Job:
Rewrite the material below with every "inside_test" swapped for "fill_rule" and nothing else changed. Leave out the pictures.

Stored rows:

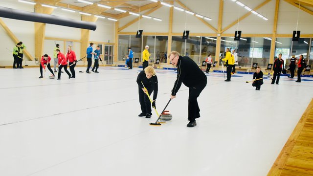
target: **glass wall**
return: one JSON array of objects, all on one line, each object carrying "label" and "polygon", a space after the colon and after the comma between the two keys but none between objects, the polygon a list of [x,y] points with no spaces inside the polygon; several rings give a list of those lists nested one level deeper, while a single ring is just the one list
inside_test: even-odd
[{"label": "glass wall", "polygon": [[168,36],[156,36],[155,59],[160,59],[160,63],[166,63],[167,61]]},{"label": "glass wall", "polygon": [[130,36],[120,35],[118,37],[118,61],[125,61],[126,56],[128,55],[128,47],[130,46]]}]

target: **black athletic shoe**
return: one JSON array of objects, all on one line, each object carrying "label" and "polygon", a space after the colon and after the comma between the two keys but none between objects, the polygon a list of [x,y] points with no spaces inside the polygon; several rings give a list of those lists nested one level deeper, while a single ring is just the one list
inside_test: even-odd
[{"label": "black athletic shoe", "polygon": [[189,122],[188,124],[187,124],[187,127],[194,127],[197,126],[197,122],[196,121],[193,122]]},{"label": "black athletic shoe", "polygon": [[141,113],[140,113],[140,114],[138,115],[138,116],[139,117],[143,117],[143,116],[146,116],[146,113],[141,112]]},{"label": "black athletic shoe", "polygon": [[146,115],[146,118],[151,118],[151,114],[147,114],[147,115]]}]

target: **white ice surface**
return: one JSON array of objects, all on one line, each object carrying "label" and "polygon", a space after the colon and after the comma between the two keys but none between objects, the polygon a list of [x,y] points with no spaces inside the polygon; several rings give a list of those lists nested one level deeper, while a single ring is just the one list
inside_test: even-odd
[{"label": "white ice surface", "polygon": [[[140,69],[85,69],[57,80],[0,69],[0,176],[265,176],[313,97],[312,81],[266,79],[257,91],[251,75],[211,73],[197,127],[186,127],[184,86],[167,109],[173,119],[151,126],[154,111],[137,116]],[[160,112],[176,74],[157,75]]]}]

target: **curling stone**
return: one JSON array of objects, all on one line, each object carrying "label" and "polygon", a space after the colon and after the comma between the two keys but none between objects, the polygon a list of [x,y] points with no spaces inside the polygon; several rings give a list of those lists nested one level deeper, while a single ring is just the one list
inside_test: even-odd
[{"label": "curling stone", "polygon": [[169,110],[164,110],[164,111],[161,114],[161,120],[172,120],[172,114],[169,113]]},{"label": "curling stone", "polygon": [[55,76],[53,76],[53,75],[49,76],[49,78],[54,79],[55,78]]}]

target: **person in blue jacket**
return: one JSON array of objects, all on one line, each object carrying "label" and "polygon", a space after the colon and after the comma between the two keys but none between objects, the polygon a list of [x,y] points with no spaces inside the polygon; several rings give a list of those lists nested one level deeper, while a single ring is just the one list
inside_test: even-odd
[{"label": "person in blue jacket", "polygon": [[[99,71],[98,71],[97,70],[99,67],[99,59],[100,58],[100,46],[97,46],[97,49],[93,51],[93,54],[94,54],[94,56],[93,57],[93,59],[94,59],[94,64],[93,64],[93,67],[92,67],[91,71],[95,73],[99,73]],[[95,71],[94,71],[95,68],[96,69]]]},{"label": "person in blue jacket", "polygon": [[86,51],[86,54],[87,54],[87,62],[88,62],[87,70],[86,70],[86,73],[91,73],[89,71],[89,68],[91,66],[91,64],[92,64],[92,54],[94,54],[92,52],[93,45],[93,43],[90,43],[90,46],[87,48],[87,51]]},{"label": "person in blue jacket", "polygon": [[128,51],[129,51],[129,54],[128,55],[129,61],[128,61],[128,64],[127,64],[129,67],[128,69],[133,69],[133,58],[134,57],[134,52],[133,52],[132,48],[130,47],[128,48]]}]

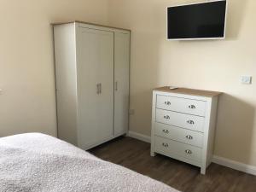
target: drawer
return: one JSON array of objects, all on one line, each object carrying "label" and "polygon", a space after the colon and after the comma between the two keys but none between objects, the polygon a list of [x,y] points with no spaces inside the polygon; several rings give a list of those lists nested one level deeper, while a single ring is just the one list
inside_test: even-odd
[{"label": "drawer", "polygon": [[172,154],[175,154],[189,160],[201,161],[201,149],[200,148],[160,137],[155,137],[154,139],[157,152],[163,152],[170,156],[172,156]]},{"label": "drawer", "polygon": [[203,146],[203,133],[179,127],[155,123],[154,134],[162,137],[182,142],[199,148]]},{"label": "drawer", "polygon": [[157,95],[156,108],[205,116],[207,102]]},{"label": "drawer", "polygon": [[156,121],[196,131],[204,131],[205,118],[162,109],[156,109]]}]

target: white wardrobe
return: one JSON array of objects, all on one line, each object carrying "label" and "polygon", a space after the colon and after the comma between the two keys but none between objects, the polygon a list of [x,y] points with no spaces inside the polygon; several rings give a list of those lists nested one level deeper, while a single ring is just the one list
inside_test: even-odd
[{"label": "white wardrobe", "polygon": [[130,31],[54,25],[58,137],[87,150],[127,133]]}]

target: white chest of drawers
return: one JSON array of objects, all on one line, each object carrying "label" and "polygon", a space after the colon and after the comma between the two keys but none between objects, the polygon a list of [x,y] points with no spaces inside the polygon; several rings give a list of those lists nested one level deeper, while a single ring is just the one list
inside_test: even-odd
[{"label": "white chest of drawers", "polygon": [[213,152],[220,92],[168,87],[153,91],[151,155],[164,154],[201,167]]}]

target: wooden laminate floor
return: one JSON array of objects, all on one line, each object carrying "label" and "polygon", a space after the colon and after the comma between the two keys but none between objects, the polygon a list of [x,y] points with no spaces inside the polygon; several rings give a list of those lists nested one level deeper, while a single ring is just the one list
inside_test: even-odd
[{"label": "wooden laminate floor", "polygon": [[182,192],[256,192],[255,176],[217,164],[212,164],[203,176],[195,166],[160,154],[151,157],[149,150],[148,143],[119,137],[90,152]]}]

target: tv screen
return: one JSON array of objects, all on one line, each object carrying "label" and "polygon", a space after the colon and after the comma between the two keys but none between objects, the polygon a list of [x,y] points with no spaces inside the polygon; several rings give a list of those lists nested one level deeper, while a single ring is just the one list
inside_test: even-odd
[{"label": "tv screen", "polygon": [[167,8],[168,39],[224,38],[226,1]]}]

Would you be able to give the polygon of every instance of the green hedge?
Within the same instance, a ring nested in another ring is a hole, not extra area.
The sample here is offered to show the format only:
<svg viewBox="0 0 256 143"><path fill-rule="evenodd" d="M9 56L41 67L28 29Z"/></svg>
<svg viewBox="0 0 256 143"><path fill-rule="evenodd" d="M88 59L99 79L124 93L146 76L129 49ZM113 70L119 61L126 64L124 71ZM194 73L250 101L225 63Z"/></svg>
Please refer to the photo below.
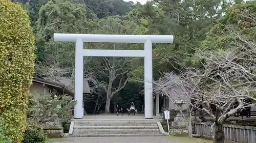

Solution below:
target: **glass wall**
return: one JSON array of objects, all on one line, each object carrying "label" and "polygon", a space after the colon and after the comma between the two keys but none between objects, the polygon a list of [x,y] points with no spaces inside the polygon; several rings give a list of those lists nested one level deeper, while a single ring is just the one list
fill_rule: even-odd
[{"label": "glass wall", "polygon": [[168,36],[156,36],[155,59],[160,59],[160,63],[166,63],[167,61]]},{"label": "glass wall", "polygon": [[130,36],[120,35],[118,37],[118,61],[125,61],[126,56],[128,55],[128,47],[130,46]]}]

target: **black athletic shoe**
return: one JSON array of objects, all on one line, each object carrying "label" and "polygon", a space after the colon and after the comma between the two keys but none between objects, the polygon a list of [x,y] points with no spaces inside the polygon; several rings give a list of those lists nested one level deeper, while a single ring is just the one list
fill_rule: even-odd
[{"label": "black athletic shoe", "polygon": [[189,122],[188,124],[187,124],[187,127],[194,127],[197,126],[197,122],[196,121],[193,122]]},{"label": "black athletic shoe", "polygon": [[141,113],[140,113],[140,114],[138,115],[138,116],[139,117],[143,117],[143,116],[146,116],[146,113],[141,112]]},{"label": "black athletic shoe", "polygon": [[146,115],[146,118],[151,118],[151,114],[147,114],[147,115]]}]

target: **white ice surface**
return: one JSON array of objects, all on one line, each object carrying "label" and "polygon", a space after the colon and after the comma between the two keys but none between objects, the polygon a list of [x,y] points with no spaces inside the polygon; several rings give a list of those lists nested one level deeper, while a single ring is just the one list
fill_rule: even-odd
[{"label": "white ice surface", "polygon": [[[140,69],[85,69],[57,80],[0,69],[0,176],[265,176],[313,97],[312,81],[266,79],[257,91],[251,75],[211,73],[197,127],[186,127],[184,86],[167,109],[173,119],[151,126],[154,111],[137,116]],[[160,112],[176,74],[157,75]]]}]

target: **curling stone**
return: one JSON array of objects, all on one line, each object carrying "label" and "polygon", a space after the colon and after the comma between the two keys but none between objects, the polygon a list of [x,y] points with no spaces inside the polygon; several rings give a list of those lists nested one level deeper, while a single ring is just the one list
fill_rule: even-odd
[{"label": "curling stone", "polygon": [[169,110],[164,110],[164,111],[161,114],[161,120],[172,120],[172,114],[169,113]]},{"label": "curling stone", "polygon": [[55,76],[53,76],[53,75],[49,76],[49,78],[54,79],[55,78]]}]

target: **person in blue jacket**
return: one JSON array of objects, all on one line, each object carrying "label" and "polygon", a space after the colon and after the comma between the two keys but none between objects, the polygon a list of [x,y] points with no spaces inside the polygon; several rings give a list of those lists nested one level deeper, while a single ring is just the one list
fill_rule: even-odd
[{"label": "person in blue jacket", "polygon": [[[99,71],[98,71],[97,70],[99,67],[99,59],[100,58],[100,46],[97,46],[97,49],[93,51],[93,54],[94,54],[94,56],[93,57],[93,59],[94,59],[94,64],[93,64],[93,67],[92,67],[91,71],[95,73],[99,73]],[[95,71],[94,71],[95,68],[96,69]]]},{"label": "person in blue jacket", "polygon": [[86,51],[86,54],[87,54],[87,62],[88,62],[87,70],[86,70],[86,73],[91,73],[89,71],[89,68],[91,66],[91,64],[92,64],[92,54],[94,54],[92,52],[93,45],[93,43],[90,43],[90,46],[87,48],[87,51]]},{"label": "person in blue jacket", "polygon": [[128,51],[129,51],[129,54],[128,55],[129,61],[128,61],[128,64],[127,64],[129,67],[128,69],[133,69],[133,58],[134,57],[134,52],[133,52],[132,48],[130,47],[128,48]]}]

target: drawer
return: one JSON array of objects, all on one line, each object carrying "label" and "polygon", a space after the colon and after the comma between the two keys but none between objects, the polygon a list of [x,y] points with no spaces inside the polygon; several rings give a list of those lists nested one level deeper, while a single ring is just the one list
fill_rule: even-odd
[{"label": "drawer", "polygon": [[172,154],[175,154],[189,160],[201,161],[201,149],[200,148],[160,137],[155,137],[154,139],[157,152],[163,152],[170,156],[172,156]]},{"label": "drawer", "polygon": [[203,146],[203,133],[179,127],[155,123],[154,134],[162,137],[182,142],[199,148]]},{"label": "drawer", "polygon": [[157,95],[156,108],[205,116],[207,102]]},{"label": "drawer", "polygon": [[156,121],[196,131],[204,131],[205,118],[162,109],[156,109]]}]

target: white wardrobe
return: one JSON array of objects, all on one line, each object carrying "label" and "polygon", a space after the colon and after the comma between the two keys but none between objects, the polygon a list of [x,y] points with no spaces inside the polygon; several rings give a list of those lists nested one level deeper, while a single ring is just the one list
fill_rule: even-odd
[{"label": "white wardrobe", "polygon": [[130,31],[54,25],[58,137],[87,150],[127,133]]}]

target: white chest of drawers
return: one JSON array of objects, all on one line, each object carrying "label" and "polygon", a space after the colon and after the comma between the two keys but none between objects, the polygon a list of [x,y] points with no spaces inside the polygon; several rings give a list of those lists nested one level deeper, while a single ring is just the one list
fill_rule: even-odd
[{"label": "white chest of drawers", "polygon": [[213,152],[220,92],[168,87],[153,91],[151,155],[164,154],[201,167]]}]

target: wooden laminate floor
return: one JSON array of objects, all on one line, each object carrying "label" and "polygon", a space after the colon and after the comma between the two keys but none between objects, the polygon a list of [x,y] points with no spaces inside the polygon; several rings give a list of those lists nested one level deeper, while a single ring is just the one list
fill_rule: even-odd
[{"label": "wooden laminate floor", "polygon": [[182,192],[256,192],[255,176],[217,164],[212,164],[203,176],[195,166],[160,154],[151,157],[149,150],[148,143],[119,137],[90,152]]}]

target: tv screen
return: one JSON array of objects, all on one line, each object carrying "label" and "polygon", a space after the colon and after the comma between the two keys but none between objects, the polygon a list of [x,y] points with no spaces inside the polygon; several rings give a list of those lists nested one level deeper, while a single ring is just the one list
fill_rule: even-odd
[{"label": "tv screen", "polygon": [[167,8],[168,39],[224,38],[226,1]]}]

Would you be able to give the polygon of every instance of the green hedge?
Within the same instance, a ring nested in another ring is a hole, not extra area.
The sample here is offered to show the format only:
<svg viewBox="0 0 256 143"><path fill-rule="evenodd" d="M9 56L41 67L28 29Z"/></svg>
<svg viewBox="0 0 256 143"><path fill-rule="evenodd" d="M88 59L99 79L124 93L146 76L129 49ZM113 70L119 61L126 64L124 71ZM194 73L250 101L225 63Z"/></svg>
Please refer to the photo below.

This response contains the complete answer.